begin Input rows

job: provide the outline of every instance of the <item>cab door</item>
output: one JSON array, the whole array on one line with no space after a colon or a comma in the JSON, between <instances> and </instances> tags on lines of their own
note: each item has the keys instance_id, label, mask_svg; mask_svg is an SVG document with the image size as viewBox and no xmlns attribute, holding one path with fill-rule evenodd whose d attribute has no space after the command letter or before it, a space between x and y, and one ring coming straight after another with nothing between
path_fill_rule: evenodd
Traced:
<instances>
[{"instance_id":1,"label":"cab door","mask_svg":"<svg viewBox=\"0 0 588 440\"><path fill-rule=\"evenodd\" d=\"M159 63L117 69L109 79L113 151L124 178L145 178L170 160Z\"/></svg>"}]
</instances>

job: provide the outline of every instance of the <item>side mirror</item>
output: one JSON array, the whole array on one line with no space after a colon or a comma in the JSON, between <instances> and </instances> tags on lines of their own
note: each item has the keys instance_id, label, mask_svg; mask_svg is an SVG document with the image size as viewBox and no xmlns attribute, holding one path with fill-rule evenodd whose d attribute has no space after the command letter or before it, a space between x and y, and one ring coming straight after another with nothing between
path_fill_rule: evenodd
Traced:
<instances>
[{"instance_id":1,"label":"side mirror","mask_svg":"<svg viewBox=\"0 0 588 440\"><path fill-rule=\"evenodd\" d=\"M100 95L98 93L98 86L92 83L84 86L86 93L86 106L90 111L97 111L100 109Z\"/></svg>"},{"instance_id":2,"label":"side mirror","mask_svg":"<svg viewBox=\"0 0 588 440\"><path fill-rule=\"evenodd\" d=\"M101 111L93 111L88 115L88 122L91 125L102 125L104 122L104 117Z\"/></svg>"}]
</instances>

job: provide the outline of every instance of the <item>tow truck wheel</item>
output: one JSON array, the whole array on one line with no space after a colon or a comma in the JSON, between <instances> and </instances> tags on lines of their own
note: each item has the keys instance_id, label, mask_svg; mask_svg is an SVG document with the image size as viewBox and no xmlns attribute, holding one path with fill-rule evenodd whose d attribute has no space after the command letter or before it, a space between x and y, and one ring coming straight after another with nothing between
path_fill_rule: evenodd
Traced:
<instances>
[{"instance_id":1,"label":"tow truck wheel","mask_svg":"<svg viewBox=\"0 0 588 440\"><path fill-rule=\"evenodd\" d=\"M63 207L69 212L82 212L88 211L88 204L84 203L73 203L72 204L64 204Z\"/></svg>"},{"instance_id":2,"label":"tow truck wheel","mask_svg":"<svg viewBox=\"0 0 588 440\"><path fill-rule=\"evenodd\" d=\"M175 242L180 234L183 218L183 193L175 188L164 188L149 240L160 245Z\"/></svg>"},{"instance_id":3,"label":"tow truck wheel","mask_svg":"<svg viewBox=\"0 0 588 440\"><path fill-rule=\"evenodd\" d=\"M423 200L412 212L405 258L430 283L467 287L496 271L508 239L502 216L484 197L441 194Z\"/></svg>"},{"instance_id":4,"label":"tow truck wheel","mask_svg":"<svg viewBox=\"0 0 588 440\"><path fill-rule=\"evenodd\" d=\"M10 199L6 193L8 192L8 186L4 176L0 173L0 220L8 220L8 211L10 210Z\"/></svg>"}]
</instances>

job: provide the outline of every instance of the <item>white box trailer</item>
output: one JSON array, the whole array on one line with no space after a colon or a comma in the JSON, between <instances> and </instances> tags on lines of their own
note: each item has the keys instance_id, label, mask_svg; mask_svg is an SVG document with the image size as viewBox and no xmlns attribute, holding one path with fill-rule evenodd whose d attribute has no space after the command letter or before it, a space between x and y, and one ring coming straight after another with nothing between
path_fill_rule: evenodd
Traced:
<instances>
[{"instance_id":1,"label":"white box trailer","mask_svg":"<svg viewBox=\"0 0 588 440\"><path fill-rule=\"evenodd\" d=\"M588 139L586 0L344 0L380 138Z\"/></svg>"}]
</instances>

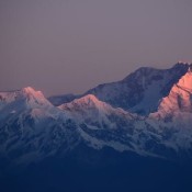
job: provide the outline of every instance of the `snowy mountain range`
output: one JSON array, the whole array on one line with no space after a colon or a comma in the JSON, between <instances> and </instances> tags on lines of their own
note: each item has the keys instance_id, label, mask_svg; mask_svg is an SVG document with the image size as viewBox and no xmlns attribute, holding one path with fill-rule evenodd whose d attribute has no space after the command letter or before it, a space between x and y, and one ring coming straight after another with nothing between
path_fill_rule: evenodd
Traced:
<instances>
[{"instance_id":1,"label":"snowy mountain range","mask_svg":"<svg viewBox=\"0 0 192 192\"><path fill-rule=\"evenodd\" d=\"M14 163L80 146L162 159L192 158L192 65L139 68L82 95L0 92L0 157ZM61 103L63 102L63 103Z\"/></svg>"}]
</instances>

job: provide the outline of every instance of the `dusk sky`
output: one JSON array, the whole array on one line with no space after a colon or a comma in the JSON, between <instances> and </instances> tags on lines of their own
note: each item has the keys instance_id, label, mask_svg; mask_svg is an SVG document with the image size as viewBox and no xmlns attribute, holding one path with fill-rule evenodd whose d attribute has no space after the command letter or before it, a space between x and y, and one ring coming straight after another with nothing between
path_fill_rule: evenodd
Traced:
<instances>
[{"instance_id":1,"label":"dusk sky","mask_svg":"<svg viewBox=\"0 0 192 192\"><path fill-rule=\"evenodd\" d=\"M0 91L82 93L192 61L192 0L0 0Z\"/></svg>"}]
</instances>

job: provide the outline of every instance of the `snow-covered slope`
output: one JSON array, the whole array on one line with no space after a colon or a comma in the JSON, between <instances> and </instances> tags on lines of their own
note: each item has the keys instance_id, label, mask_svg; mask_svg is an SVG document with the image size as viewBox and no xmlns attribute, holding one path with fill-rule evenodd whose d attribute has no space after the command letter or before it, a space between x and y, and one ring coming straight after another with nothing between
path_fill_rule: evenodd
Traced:
<instances>
[{"instance_id":1,"label":"snow-covered slope","mask_svg":"<svg viewBox=\"0 0 192 192\"><path fill-rule=\"evenodd\" d=\"M142 68L92 92L110 102L88 93L55 106L33 88L0 92L0 156L34 161L65 156L83 144L93 150L111 147L142 156L192 158L191 65ZM115 108L112 101L146 115Z\"/></svg>"},{"instance_id":2,"label":"snow-covered slope","mask_svg":"<svg viewBox=\"0 0 192 192\"><path fill-rule=\"evenodd\" d=\"M0 110L0 155L30 162L68 150L78 140L76 128L64 113L33 88L2 92ZM72 124L72 125L71 125Z\"/></svg>"},{"instance_id":3,"label":"snow-covered slope","mask_svg":"<svg viewBox=\"0 0 192 192\"><path fill-rule=\"evenodd\" d=\"M157 110L159 100L166 97L172 84L188 71L188 64L177 64L170 69L143 67L118 82L100 84L86 94L138 114Z\"/></svg>"}]
</instances>

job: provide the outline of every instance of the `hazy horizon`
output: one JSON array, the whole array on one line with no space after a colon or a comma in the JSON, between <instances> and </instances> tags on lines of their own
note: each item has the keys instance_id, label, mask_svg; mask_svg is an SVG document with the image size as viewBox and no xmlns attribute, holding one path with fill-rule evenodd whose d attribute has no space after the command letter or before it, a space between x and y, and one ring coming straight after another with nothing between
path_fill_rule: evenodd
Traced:
<instances>
[{"instance_id":1,"label":"hazy horizon","mask_svg":"<svg viewBox=\"0 0 192 192\"><path fill-rule=\"evenodd\" d=\"M2 0L0 91L82 93L192 61L191 0Z\"/></svg>"}]
</instances>

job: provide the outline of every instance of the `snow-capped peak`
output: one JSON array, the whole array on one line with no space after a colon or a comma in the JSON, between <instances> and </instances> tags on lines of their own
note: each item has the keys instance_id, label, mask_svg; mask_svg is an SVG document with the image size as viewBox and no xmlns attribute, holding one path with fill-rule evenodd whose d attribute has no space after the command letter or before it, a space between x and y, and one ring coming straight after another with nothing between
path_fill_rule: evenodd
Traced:
<instances>
[{"instance_id":1,"label":"snow-capped peak","mask_svg":"<svg viewBox=\"0 0 192 192\"><path fill-rule=\"evenodd\" d=\"M178 112L192 112L192 65L189 65L189 70L176 83L168 97L163 98L155 116L168 116ZM153 114L153 115L154 115Z\"/></svg>"}]
</instances>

end Input rows

- Task goal:
Return every line of the data above that contains the string "capped". Matching is case-sensitive.

- Exercise result:
job: provide the outline of every instance of the `snow-capped peak`
[{"instance_id":1,"label":"snow-capped peak","mask_svg":"<svg viewBox=\"0 0 192 192\"><path fill-rule=\"evenodd\" d=\"M178 112L192 112L192 65L189 65L189 70L176 83L168 97L163 98L155 116L168 116ZM153 114L153 115L154 115Z\"/></svg>"}]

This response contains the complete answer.